## Problem details
Reproduce the material below verbatim, from the line with "Given the photograph above, return bounding boxes for potted" to the line with "[249,52,310,105]", including both of those lines.
[Start Supplied entries]
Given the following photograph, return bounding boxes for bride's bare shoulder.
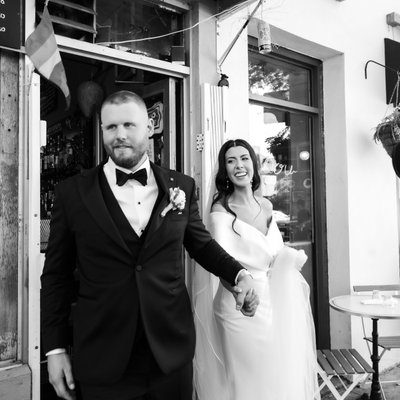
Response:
[End Supplied entries]
[Start Supplied entries]
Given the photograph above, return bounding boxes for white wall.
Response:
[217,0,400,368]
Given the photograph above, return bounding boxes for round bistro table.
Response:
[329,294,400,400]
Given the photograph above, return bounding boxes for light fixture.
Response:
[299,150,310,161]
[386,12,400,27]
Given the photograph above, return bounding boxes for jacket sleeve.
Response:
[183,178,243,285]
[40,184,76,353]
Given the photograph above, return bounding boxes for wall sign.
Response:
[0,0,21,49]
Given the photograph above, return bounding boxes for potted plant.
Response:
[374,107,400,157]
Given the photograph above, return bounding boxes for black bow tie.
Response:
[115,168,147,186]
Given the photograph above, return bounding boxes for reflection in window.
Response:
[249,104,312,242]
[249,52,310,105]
[End Supplied entries]
[Start Supplied entries]
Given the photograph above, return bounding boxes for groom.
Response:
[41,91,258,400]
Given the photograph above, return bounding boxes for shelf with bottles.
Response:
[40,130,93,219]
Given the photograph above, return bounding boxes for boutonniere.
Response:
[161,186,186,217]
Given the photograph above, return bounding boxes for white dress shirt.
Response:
[End Supplied entries]
## Solution to this exercise
Given the photograph above, return bounding boxes for potted plant.
Response:
[374,107,400,157]
Given the photograph above, return bounding boxes for black bow tie.
Response:
[115,168,147,186]
Given the photograph above, return bounding boxes for reflection in window.
Response:
[249,104,312,242]
[249,52,310,105]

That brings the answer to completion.